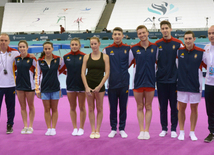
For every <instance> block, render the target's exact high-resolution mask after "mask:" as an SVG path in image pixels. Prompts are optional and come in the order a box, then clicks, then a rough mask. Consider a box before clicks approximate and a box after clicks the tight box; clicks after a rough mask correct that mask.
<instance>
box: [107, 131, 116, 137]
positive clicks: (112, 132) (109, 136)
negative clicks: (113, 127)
mask: <svg viewBox="0 0 214 155" xmlns="http://www.w3.org/2000/svg"><path fill="white" fill-rule="evenodd" d="M116 134H117V131H115V130H112V131H111V132H110V134H109V135H108V137H109V138H113V137H114V136H115V135H116Z"/></svg>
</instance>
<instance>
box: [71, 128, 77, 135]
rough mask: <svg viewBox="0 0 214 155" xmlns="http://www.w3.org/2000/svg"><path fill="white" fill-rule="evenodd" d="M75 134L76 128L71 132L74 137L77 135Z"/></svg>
mask: <svg viewBox="0 0 214 155" xmlns="http://www.w3.org/2000/svg"><path fill="white" fill-rule="evenodd" d="M77 133H78V130H77V128H74V130H73V132H72V135H73V136H76V135H77Z"/></svg>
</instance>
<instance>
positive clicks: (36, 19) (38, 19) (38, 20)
mask: <svg viewBox="0 0 214 155" xmlns="http://www.w3.org/2000/svg"><path fill="white" fill-rule="evenodd" d="M38 21H40V18H36V20H35V21H33V22H32V23H35V22H38Z"/></svg>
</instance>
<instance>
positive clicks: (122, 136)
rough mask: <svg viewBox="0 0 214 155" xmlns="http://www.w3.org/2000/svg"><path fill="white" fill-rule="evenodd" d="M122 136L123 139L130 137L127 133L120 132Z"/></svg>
mask: <svg viewBox="0 0 214 155" xmlns="http://www.w3.org/2000/svg"><path fill="white" fill-rule="evenodd" d="M120 135H121V137H122V138H127V137H128V135H127V134H126V133H125V131H124V130H120Z"/></svg>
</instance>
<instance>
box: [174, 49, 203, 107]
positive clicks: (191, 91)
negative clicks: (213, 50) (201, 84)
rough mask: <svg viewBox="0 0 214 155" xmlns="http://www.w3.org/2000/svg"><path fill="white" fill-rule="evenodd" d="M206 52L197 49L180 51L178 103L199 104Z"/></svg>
mask: <svg viewBox="0 0 214 155" xmlns="http://www.w3.org/2000/svg"><path fill="white" fill-rule="evenodd" d="M203 53H204V50H203V49H201V48H199V47H196V46H195V45H194V46H193V48H192V49H191V50H190V51H188V50H187V49H186V47H182V48H180V49H179V50H178V101H179V102H183V103H188V102H189V103H199V102H200V100H201V90H202V85H201V84H202V77H203V76H202V63H203V61H202V60H203Z"/></svg>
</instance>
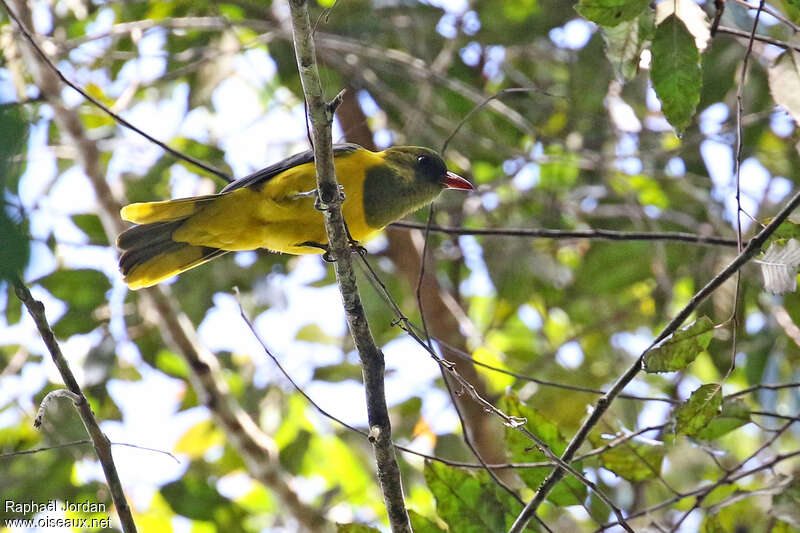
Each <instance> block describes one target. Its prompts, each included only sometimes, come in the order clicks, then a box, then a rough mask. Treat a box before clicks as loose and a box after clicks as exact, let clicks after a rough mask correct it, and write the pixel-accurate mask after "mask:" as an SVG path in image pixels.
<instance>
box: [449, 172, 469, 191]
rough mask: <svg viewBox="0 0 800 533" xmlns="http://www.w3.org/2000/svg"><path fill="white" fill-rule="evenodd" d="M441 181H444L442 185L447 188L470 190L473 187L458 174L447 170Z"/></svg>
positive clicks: (465, 180)
mask: <svg viewBox="0 0 800 533" xmlns="http://www.w3.org/2000/svg"><path fill="white" fill-rule="evenodd" d="M442 183H444V186H445V187H446V188H448V189H462V190H465V191H471V190H474V189H475V187H473V186H472V184H471V183H470V182H468V181H467V180H465V179H464V178H462V177H461V176H459V175H458V174H456V173H454V172H450V171H449V170H448V171H447V174H445V176H444V180H443V182H442Z"/></svg>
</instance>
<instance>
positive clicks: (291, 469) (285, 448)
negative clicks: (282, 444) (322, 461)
mask: <svg viewBox="0 0 800 533" xmlns="http://www.w3.org/2000/svg"><path fill="white" fill-rule="evenodd" d="M310 442H311V432H310V431H306V430H305V429H301V430H300V431H299V432H298V434H297V437H295V439H294V440H293V441H292V442H290V443H289V444H287V445H286V446H284V447H283V448H281V451H280V453H279V454H278V457H279V458H280V463H281V465H282V466H283V467H284V468H285V469H286V470H287V471H288V472H290V473H292V474H295V475H296V474H298V473H299V472H300V470H301V469H302V467H303V460H304V459H305V455H306V452H307V451H308V445H309V443H310Z"/></svg>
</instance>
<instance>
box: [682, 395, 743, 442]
mask: <svg viewBox="0 0 800 533" xmlns="http://www.w3.org/2000/svg"><path fill="white" fill-rule="evenodd" d="M749 422H750V408H749V407H748V406H747V404H746V403H744V402H743V401H742V400H729V401H725V402H723V403H722V411H721V412H720V413H719V414H718V415H717V416H716V417H714V419H713V420H712V421H711V422H709V423H708V425H707V426H706V427H704V428H703V429H701V430H700V431H698V432H697V434H696V435H695V437H697V438H698V439H703V440H712V439H716V438H718V437H721V436H722V435H725V434H726V433H730V432H731V431H733V430H734V429H736V428H738V427H741V426H743V425H745V424H747V423H749Z"/></svg>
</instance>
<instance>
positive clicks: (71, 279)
mask: <svg viewBox="0 0 800 533" xmlns="http://www.w3.org/2000/svg"><path fill="white" fill-rule="evenodd" d="M39 283H41V284H42V286H43V287H44V288H45V289H47V290H48V291H50V293H51V294H52V295H53V296H55V297H56V298H58V299H59V300H62V301H64V302H66V303H67V304H69V306H70V310H72V309H74V310H80V311H84V312H85V311H93V310H94V309H95V308H96V307H97V306H99V305H100V304H102V303H103V302H105V301H106V292H107V291H108V290H109V289H110V288H111V283H110V282H109V281H108V278H107V277H106V276H105V275H104V274H103V273H102V272H99V271H97V270H91V269H80V270H56V271H55V272H53V273H52V274H50V275H49V276H47V277H46V278H44V279H42V280H41V281H40V282H39Z"/></svg>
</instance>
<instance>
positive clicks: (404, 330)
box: [361, 256, 633, 533]
mask: <svg viewBox="0 0 800 533" xmlns="http://www.w3.org/2000/svg"><path fill="white" fill-rule="evenodd" d="M361 261H362V263H364V265H365V266H366V268H367V270H368V271H369V273H370V275H371V276H372V279H373V280H374V282H375V285H376V289H377V287H380V290H381V292H382V293H383V296H384V297H385V298H386V299H387V300H388V301H389V302H390V306H391V307H392V309H393V310H394V311H395V313H396V314H397V318H396V320H395V323H396V324H397V325H398V326H400V328H401V329H402V330H403V331H405V332H406V333H407V334H408V335H409V336H410V337H411V338H412V339H413V340H414V341H416V342H417V344H419V345H420V346H421V347H422V348H423V349H424V350H425V351H427V352H428V355H430V356H431V358H432V359H433V360H434V361H435V362H436V363H437V364H438V365H439V366H440V367H441V368H442V369H443V370H445V371H446V372H447V375H448V376H449V377H451V378H453V380H454V381H455V383H456V384H458V385H460V386H461V388H462V389H463V390H464V392H465V393H466V394H467V395H469V397H470V398H472V399H473V400H474V401H475V402H477V403H478V405H480V406H481V407H482V408H483V410H484V411H486V412H487V413H491V414H493V415H495V416H497V417H499V418H500V420H502V422H503V424H504V425H505V426H507V427H510V428H511V429H514V430H516V431H519V432H520V433H522V434H523V435H525V437H527V438H528V439H530V440H531V441H532V442H533V443H534V447H535V448H536V449H537V450H538V451H539V452H541V453H542V454H543V455H544V456H545V457H547V458H548V459H549V460H550V461H552V462H553V463H554V464H556V465H558V466H559V467H560V468H563V469H564V470H566V471H567V472H569V473H570V474H571V475H572V476H573V477H575V478H576V479H577V480H578V481H580V482H581V483H582V484H583V485H585V486H586V487H587V488H589V489H590V490H592V491H593V492H594V493H595V494H596V495H597V497H598V498H599V499H600V500H601V501H602V502H603V503H605V504H606V505H607V506H608V508H609V509H611V511H612V512H613V513H614V514H615V515H616V516H617V517H618V518H619V522H620V524H621V527H622V528H623V529H625V530H626V531H630V532H631V533H632V532H633V530H632V529H630V526H628V525H627V523H626V522H625V520H624V519H623V517H622V510H621V509H619V508H618V507H617V506H616V505H614V503H613V502H612V501H611V499H610V498H609V497H608V496H606V495H605V494H604V493H603V492H602V491H601V490H600V489H599V488H598V487H597V485H595V484H594V483H593V482H591V481H589V480H588V479H587V478H586V477H585V476H584V475H583V474H582V473H580V472H578V471H577V470H575V469H574V468H572V466H570V465H569V464H567V462H565V461H564V460H562V459H561V458H559V457H558V456H557V455H556V454H555V453H553V451H552V450H551V449H550V447H549V446H548V445H547V443H545V442H544V441H543V440H542V439H541V438H539V436H537V435H535V434H534V433H532V432H531V431H530V430H528V428H527V427H525V424H526V423H527V420H526V419H525V418H520V417H516V416H510V415H508V414H506V413H505V412H503V411H502V410H500V409H499V408H497V407H496V406H495V405H494V404H492V403H491V402H489V401H488V400H486V399H485V398H483V397H482V396H481V395H480V394H478V392H477V391H476V390H475V386H474V385H472V384H471V383H470V382H469V381H468V380H466V379H464V377H463V376H462V375H461V374H459V372H458V370H457V369H456V368H455V365H454V364H453V362H452V361H448V360H447V359H444V358H442V357H440V356H439V354H437V353H436V351H435V350H434V349H433V347H432V346H431V345H430V344H429V342H430V339H429V341H428V342H426V341H424V340H423V339H422V338H421V337H420V336H419V335H417V333H416V331H415V328H414V326H413V325H412V324H411V321H410V320H409V318H408V317H406V316H405V315H404V314H403V313H402V312H401V311H400V307H399V306H398V305H397V302H395V301H394V298H392V296H391V294H390V293H389V291H388V289H387V288H386V285H385V284H384V283H383V281H381V279H380V278H379V277H378V276H377V274H376V273H375V270H374V269H373V268H372V266H371V265H370V264H369V262H368V261H367V259H366V257H364V256H361ZM479 460H481V459H480V458H479ZM481 465H482V466H484V467H486V468H488V467H489V465H488V464H485V463H484V462H483V461H482V460H481ZM537 520H538V519H537Z"/></svg>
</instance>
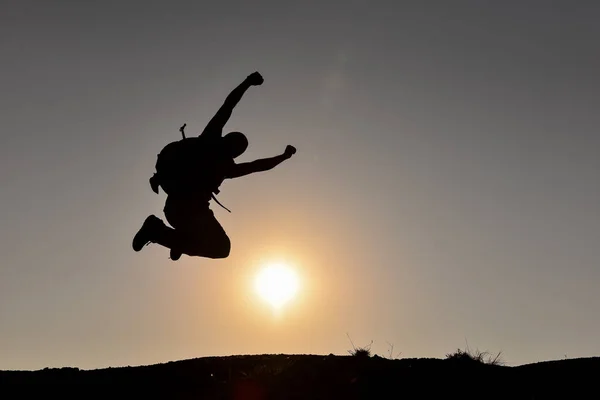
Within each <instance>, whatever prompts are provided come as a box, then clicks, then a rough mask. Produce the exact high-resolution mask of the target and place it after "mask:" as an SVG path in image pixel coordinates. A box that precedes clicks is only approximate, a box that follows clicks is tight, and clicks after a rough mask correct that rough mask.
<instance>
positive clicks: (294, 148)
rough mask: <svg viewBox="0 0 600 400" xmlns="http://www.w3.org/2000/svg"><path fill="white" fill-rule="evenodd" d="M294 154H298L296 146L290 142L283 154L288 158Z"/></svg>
mask: <svg viewBox="0 0 600 400" xmlns="http://www.w3.org/2000/svg"><path fill="white" fill-rule="evenodd" d="M294 154H296V148H295V147H294V146H290V145H289V144H288V145H287V146H286V148H285V151H284V152H283V155H284V156H286V157H287V158H290V157H291V156H293V155H294Z"/></svg>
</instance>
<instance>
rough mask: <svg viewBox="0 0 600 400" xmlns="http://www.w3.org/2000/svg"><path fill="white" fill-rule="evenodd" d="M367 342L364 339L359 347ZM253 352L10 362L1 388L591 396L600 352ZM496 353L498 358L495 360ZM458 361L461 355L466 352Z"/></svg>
mask: <svg viewBox="0 0 600 400" xmlns="http://www.w3.org/2000/svg"><path fill="white" fill-rule="evenodd" d="M356 350H359V349H356ZM368 353H369V356H364V354H365V353H359V354H363V356H355V355H345V356H336V355H333V354H330V355H326V356H322V355H247V356H230V357H205V358H197V359H190V360H183V361H176V362H168V363H165V364H156V365H148V366H138V367H118V368H105V369H97V370H81V369H78V368H46V369H42V370H39V371H0V398H2V399H3V400H5V399H13V398H14V399H23V398H42V397H43V398H65V397H69V398H88V397H95V398H111V399H113V398H124V397H127V398H132V396H131V395H132V394H134V396H133V398H168V399H192V398H201V399H265V400H266V399H269V400H271V399H286V400H287V399H344V400H347V399H380V398H381V399H388V398H419V399H441V398H448V397H457V398H460V399H481V398H482V397H483V398H486V399H489V398H492V399H542V398H543V399H548V398H561V399H565V398H571V399H572V398H589V396H586V395H585V394H586V392H587V391H590V392H591V393H593V390H595V388H596V386H597V385H596V379H595V375H594V374H593V372H594V371H598V370H599V369H600V358H584V359H569V360H558V361H549V362H542V363H536V364H529V365H523V366H517V367H508V366H504V365H499V364H498V363H497V362H490V358H489V357H487V356H485V353H480V352H470V351H464V350H459V351H457V352H455V353H451V354H449V355H448V356H447V357H446V358H445V359H435V358H428V359H415V358H413V359H408V358H404V359H396V360H391V359H389V358H386V357H380V356H378V355H371V354H370V351H368ZM494 358H495V357H493V358H491V360H492V361H493V360H494ZM457 361H458V362H457Z"/></svg>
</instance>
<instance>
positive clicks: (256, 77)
mask: <svg viewBox="0 0 600 400" xmlns="http://www.w3.org/2000/svg"><path fill="white" fill-rule="evenodd" d="M246 79H247V80H248V83H250V84H251V85H252V86H259V85H262V83H263V82H264V81H265V80H264V79H263V77H262V75H261V74H259V73H258V72H253V73H251V74H250V75H248V78H246Z"/></svg>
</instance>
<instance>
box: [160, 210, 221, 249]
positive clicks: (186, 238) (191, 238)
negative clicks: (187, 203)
mask: <svg viewBox="0 0 600 400" xmlns="http://www.w3.org/2000/svg"><path fill="white" fill-rule="evenodd" d="M185 211H188V212H187V213H186V212H185ZM185 211H184V210H182V209H178V210H177V212H169V213H165V215H166V216H167V221H169V223H170V224H171V225H172V226H174V227H175V229H176V232H177V239H176V242H175V243H173V245H172V247H171V249H172V251H171V258H172V259H173V260H176V259H178V258H179V257H180V256H181V254H187V255H189V256H195V257H206V258H215V259H216V258H227V257H228V256H229V253H230V250H231V242H230V240H229V237H228V236H227V234H226V233H225V230H224V229H223V227H222V226H221V224H220V223H219V221H217V219H216V218H215V216H214V213H213V212H212V210H210V209H209V208H208V207H207V208H204V209H195V210H191V211H190V210H185Z"/></svg>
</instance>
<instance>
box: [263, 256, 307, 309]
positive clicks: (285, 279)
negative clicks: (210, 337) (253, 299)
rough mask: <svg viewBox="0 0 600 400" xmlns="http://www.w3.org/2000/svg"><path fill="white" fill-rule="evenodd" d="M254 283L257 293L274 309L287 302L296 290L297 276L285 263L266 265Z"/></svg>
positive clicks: (293, 270)
mask: <svg viewBox="0 0 600 400" xmlns="http://www.w3.org/2000/svg"><path fill="white" fill-rule="evenodd" d="M254 283H255V289H256V292H257V293H258V295H259V296H260V297H262V299H263V300H265V301H266V302H267V303H269V304H270V305H271V306H272V307H273V308H275V309H280V308H281V307H282V306H283V305H284V304H286V303H287V302H289V301H290V300H291V299H292V298H294V296H295V295H296V293H297V291H298V276H297V275H296V273H295V271H294V270H293V269H292V268H290V267H289V266H287V265H285V264H270V265H267V266H266V267H264V268H263V269H261V270H260V271H259V273H258V275H257V276H256V280H255V282H254Z"/></svg>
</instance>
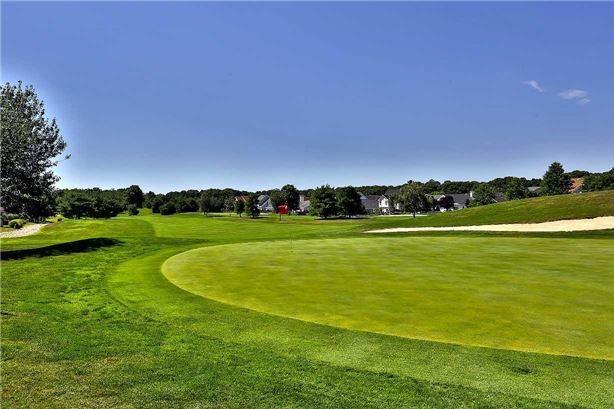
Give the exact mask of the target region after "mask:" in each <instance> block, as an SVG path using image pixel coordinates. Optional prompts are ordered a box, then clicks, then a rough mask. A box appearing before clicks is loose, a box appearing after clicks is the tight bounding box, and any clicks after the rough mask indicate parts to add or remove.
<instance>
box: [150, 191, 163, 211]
mask: <svg viewBox="0 0 614 409" xmlns="http://www.w3.org/2000/svg"><path fill="white" fill-rule="evenodd" d="M164 202H165V199H164V195H156V197H154V198H153V200H152V201H151V212H152V213H160V206H162V205H163V204H164Z"/></svg>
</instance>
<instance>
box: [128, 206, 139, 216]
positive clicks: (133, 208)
mask: <svg viewBox="0 0 614 409" xmlns="http://www.w3.org/2000/svg"><path fill="white" fill-rule="evenodd" d="M126 211H127V212H128V215H129V216H136V215H137V214H139V208H138V207H136V205H133V204H132V205H128V207H126Z"/></svg>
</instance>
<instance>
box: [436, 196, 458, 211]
mask: <svg viewBox="0 0 614 409" xmlns="http://www.w3.org/2000/svg"><path fill="white" fill-rule="evenodd" d="M438 205H439V207H440V208H442V209H444V210H445V211H446V212H447V211H448V210H450V209H452V208H453V207H454V198H453V197H452V196H449V195H445V196H442V197H440V198H439V200H438Z"/></svg>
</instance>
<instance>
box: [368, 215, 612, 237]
mask: <svg viewBox="0 0 614 409" xmlns="http://www.w3.org/2000/svg"><path fill="white" fill-rule="evenodd" d="M607 229H614V216H604V217H596V218H594V219H574V220H557V221H555V222H544V223H518V224H485V225H482V226H450V227H396V228H391V229H379V230H369V231H366V232H365V233H406V232H414V231H519V232H559V231H587V230H607Z"/></svg>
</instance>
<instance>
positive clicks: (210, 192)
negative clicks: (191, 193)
mask: <svg viewBox="0 0 614 409" xmlns="http://www.w3.org/2000/svg"><path fill="white" fill-rule="evenodd" d="M200 210H202V212H203V213H204V214H205V215H206V214H207V213H209V212H211V211H212V210H213V197H212V195H211V192H207V191H204V192H203V194H202V196H201V197H200Z"/></svg>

# [YOUR OBJECTIVE]
Give, as a single number, the count of lines in the material above that contain the string "target".

# [SOLUTION TO THE PROBLEM]
4